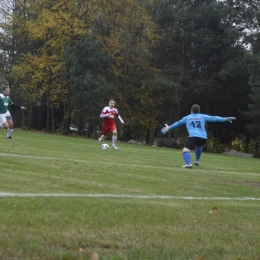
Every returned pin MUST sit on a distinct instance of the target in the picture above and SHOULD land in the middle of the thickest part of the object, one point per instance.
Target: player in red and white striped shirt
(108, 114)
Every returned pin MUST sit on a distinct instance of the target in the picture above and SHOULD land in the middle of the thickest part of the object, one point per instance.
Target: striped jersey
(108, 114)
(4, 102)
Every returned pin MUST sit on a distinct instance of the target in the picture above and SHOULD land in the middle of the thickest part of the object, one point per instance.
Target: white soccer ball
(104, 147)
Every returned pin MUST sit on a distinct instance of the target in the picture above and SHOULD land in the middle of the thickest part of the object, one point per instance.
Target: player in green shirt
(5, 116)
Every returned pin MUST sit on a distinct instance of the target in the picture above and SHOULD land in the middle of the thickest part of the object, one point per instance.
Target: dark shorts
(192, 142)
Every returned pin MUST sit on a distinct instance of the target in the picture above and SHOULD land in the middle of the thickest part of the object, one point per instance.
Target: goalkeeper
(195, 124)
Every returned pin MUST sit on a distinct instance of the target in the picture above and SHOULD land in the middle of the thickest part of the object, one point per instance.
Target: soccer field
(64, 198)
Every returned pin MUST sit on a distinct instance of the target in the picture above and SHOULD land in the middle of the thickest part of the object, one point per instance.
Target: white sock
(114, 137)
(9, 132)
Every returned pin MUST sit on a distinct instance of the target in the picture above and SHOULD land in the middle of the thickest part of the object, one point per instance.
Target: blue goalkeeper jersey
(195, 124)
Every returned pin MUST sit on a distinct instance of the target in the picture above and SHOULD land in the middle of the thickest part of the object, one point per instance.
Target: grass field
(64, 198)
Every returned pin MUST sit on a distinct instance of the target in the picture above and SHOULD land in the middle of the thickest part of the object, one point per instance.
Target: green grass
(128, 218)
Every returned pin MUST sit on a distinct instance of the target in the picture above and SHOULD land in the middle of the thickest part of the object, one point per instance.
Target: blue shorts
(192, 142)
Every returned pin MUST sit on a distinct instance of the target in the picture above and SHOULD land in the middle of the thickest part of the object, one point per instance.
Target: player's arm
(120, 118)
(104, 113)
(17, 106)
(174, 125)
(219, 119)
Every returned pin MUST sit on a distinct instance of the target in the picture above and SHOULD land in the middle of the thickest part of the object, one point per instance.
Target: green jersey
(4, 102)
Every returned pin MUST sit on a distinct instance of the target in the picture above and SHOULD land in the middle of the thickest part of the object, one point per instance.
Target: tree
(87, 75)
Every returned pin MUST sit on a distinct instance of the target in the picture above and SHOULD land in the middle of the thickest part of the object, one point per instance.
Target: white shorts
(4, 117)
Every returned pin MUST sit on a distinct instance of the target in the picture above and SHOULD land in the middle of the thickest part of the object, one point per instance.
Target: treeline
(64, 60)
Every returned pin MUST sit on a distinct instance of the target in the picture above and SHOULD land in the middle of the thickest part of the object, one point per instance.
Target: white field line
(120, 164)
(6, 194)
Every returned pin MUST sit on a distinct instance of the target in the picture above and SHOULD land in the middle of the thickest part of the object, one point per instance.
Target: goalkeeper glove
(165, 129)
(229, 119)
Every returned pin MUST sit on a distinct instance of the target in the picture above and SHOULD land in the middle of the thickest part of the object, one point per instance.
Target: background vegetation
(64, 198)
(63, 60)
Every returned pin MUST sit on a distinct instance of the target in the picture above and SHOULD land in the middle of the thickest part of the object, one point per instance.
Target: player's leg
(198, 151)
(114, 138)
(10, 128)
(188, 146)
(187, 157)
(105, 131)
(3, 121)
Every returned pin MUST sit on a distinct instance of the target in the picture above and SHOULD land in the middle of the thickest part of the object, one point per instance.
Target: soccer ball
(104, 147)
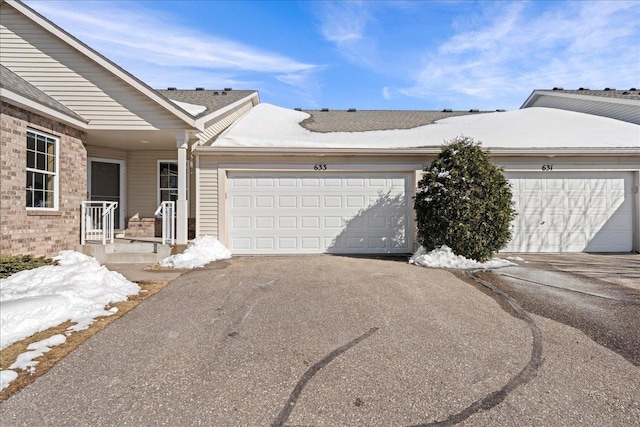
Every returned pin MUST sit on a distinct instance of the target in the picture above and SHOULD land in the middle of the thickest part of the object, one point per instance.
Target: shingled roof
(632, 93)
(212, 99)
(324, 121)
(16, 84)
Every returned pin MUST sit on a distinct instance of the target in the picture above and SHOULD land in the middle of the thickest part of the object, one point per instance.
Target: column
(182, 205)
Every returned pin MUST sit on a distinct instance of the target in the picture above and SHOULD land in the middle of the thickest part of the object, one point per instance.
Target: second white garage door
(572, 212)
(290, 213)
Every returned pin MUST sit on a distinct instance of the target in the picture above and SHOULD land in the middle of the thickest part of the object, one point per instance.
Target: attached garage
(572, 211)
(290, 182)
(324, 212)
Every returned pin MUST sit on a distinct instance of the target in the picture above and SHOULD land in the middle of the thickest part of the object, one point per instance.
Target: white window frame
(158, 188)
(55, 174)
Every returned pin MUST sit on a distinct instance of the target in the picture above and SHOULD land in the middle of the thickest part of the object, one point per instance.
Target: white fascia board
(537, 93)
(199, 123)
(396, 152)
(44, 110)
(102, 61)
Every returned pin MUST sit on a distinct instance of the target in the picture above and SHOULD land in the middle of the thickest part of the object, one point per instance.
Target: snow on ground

.....

**Goal of the exercise:** All of the lines above should be printed exactly, minus the pictures.

**Result for this exercise:**
Every returned pin MUST sit on a distinct instance of the target in the picture above and SHOULD land in the middle of the thickest part of the object, one point per instance.
Target: player in red and white striped shirt
(108, 114)
Every returned pin MUST sit on a distinct instance of the target in the picture above and SHOULD land in the middle of the thickest part of the object, one point per instance.
Target: striped jersey
(108, 114)
(4, 102)
Every returned pin MUST sit on a distinct instance of the target in the picture above and SHOULD land in the middle of the thickest part of the object, one point per instance.
Target: white soccer ball
(104, 147)
Every returned pin MUST sit on a distinct instance of the target in the picture above and SHOULD land in the middle of the thickest part of the object, one point per instance.
Target: player in green shirt
(5, 116)
Every returned pin MUST sit on a distinct instance of the target in the picture above and SHOULD land in the middle of the thickest part of the object, one point per instance.
Target: dark shorts
(192, 142)
Every returned pin MUST sit on a distinct instance of the target in the picture above and SHOULD land in the middle of the thickest part of the object, one point per instance.
Target: goalkeeper
(195, 124)
Every returned pin MUST sit on a distinct instance of the target in the picture above and SHOULD land in the middle of the thickest part of the object, one point per instance.
Target: soccer field
(64, 198)
Every returned pin MUST sit on a distinct instance of the target in the picture above and SHOULD land in the middle of the thickest part of the object, one point per instance.
Target: white sock
(114, 137)
(9, 132)
Every returned pin MUST sit on a distinct instance of the target in the picture above and SHOULD land in the middle of the thickest part of the object, one point per instance.
Target: blue goalkeeper jersey
(195, 124)
Every returned pin MUST sit on a distinct instance of the target in the picture above and SHOULD land in the middle of the thickest part of the object, one point per instance.
Target: grass field
(64, 198)
Every returned pin MUST sit on a distinct instance of the target in the picture above and SHOULD land in the middle of the thickest part of the object, one point per instance.
Target: green grass
(128, 218)
Every returned pin MUST sit on a distinct instance of the target in the picture above and SHOULD land in the middle of the thickest part of the object, one point per instance.
Target: blue shorts
(192, 142)
Every returned pin MUST sit on a distinct instance of the target in the picture above and SHOULD land in the middle of the thickest part of the object, one point per instance.
Target: player's arm
(120, 118)
(104, 113)
(17, 106)
(174, 125)
(219, 119)
Every returned pin MUST sit on a distinct instance of the target in the picture above and SHOULD land in the middle of the thickest part of the object, one point per instance.
Target: green jersey
(4, 102)
Every returned pin MUST sit on a distinct instance of the target in the picture above and SHOULD land in the middle of the thickest part of the object, one point per instance.
Target: tree
(87, 75)
Every returned pin MUST sit on a distinct instance of the target in the picture above and SHOULD land in the middle of the thickest part of the object, one point per instance.
Target: white shorts
(4, 117)
Every returned pin MUST sit on a distinct instance of the target in the picture above and SHOULD land in the middle of the thickest part of the object, one point per instance.
Target: treeline
(64, 60)
Every returned pin MUST sit on a distinct instance of the target in the picture above and SHOULD land in the middle of the thickest part of the object, one point per instance.
Target: white field line
(120, 164)
(6, 194)
Every returned pin MUST sit on a distinct instance of the target in the picture above and SHOULD land in the middle of the thickest part of the object, one point per instance.
Target: goalkeeper glove
(165, 129)
(229, 119)
Every returned pin MUST sit on a distinct instance of the target in the picture above and SHOULD land in the middle of the thickest part of the object, one point per instance.
Target: background vegetation
(64, 198)
(63, 60)
Every returned pin MUST sit on a distinct instance of the target in the picture above and SHOULD land in the middle of the thickest part of the object, one point per instance.
Target: player's leg
(198, 151)
(114, 138)
(10, 128)
(188, 146)
(187, 157)
(105, 131)
(3, 121)
Every returned pin MUST sit on a distinct instance of the target in the picture above and SHOULD land in the middle of the thickest part of the object, one point per instance.
Target: soccer ball
(104, 147)
Every returned pin MUST sit on a distinct instance of the target in the picture above and SHOULD land in the middle of the thickest part of the object, one point per instance.
Target: shingled roof
(632, 93)
(212, 99)
(324, 121)
(16, 84)
Every returned pin MUST sit on a distinct instance of the target in the picture above and SHOULD land in the middle of the thickest part of the object, one point per instance.
Target: column
(182, 205)
Every returned pin MUST sit on a distinct instance of the target in the picture above and SHOULD land in the middle of the thickest part of the object, one point per instance.
Target: second white garage door
(572, 212)
(290, 213)
Every returned pin MUST sit on a distinct instance of the target in the picture above and SHOULD land in the middle of the thickest part of the object, one point per instance.
Target: attached garage
(572, 211)
(290, 182)
(324, 212)
Every returned pin MUST sit on a distinct instance of the target in the picture above and SHOULD land in the middle of the thickest part of the object, one point per instance.
Target: white window frame
(158, 188)
(55, 174)
Every returned pin MUST sit on a distinct instance of the target in the picture above and SHOULD land in the middle of the thickest part of the object, one point per instance.
Target: white fascia board
(537, 93)
(199, 123)
(396, 152)
(44, 110)
(102, 61)
Every returned pin MUST sit on a distinct instance of the target in the picture above and SHOULD land in the middle of the thickest part of the object, one point per instance.
Target: snow on ground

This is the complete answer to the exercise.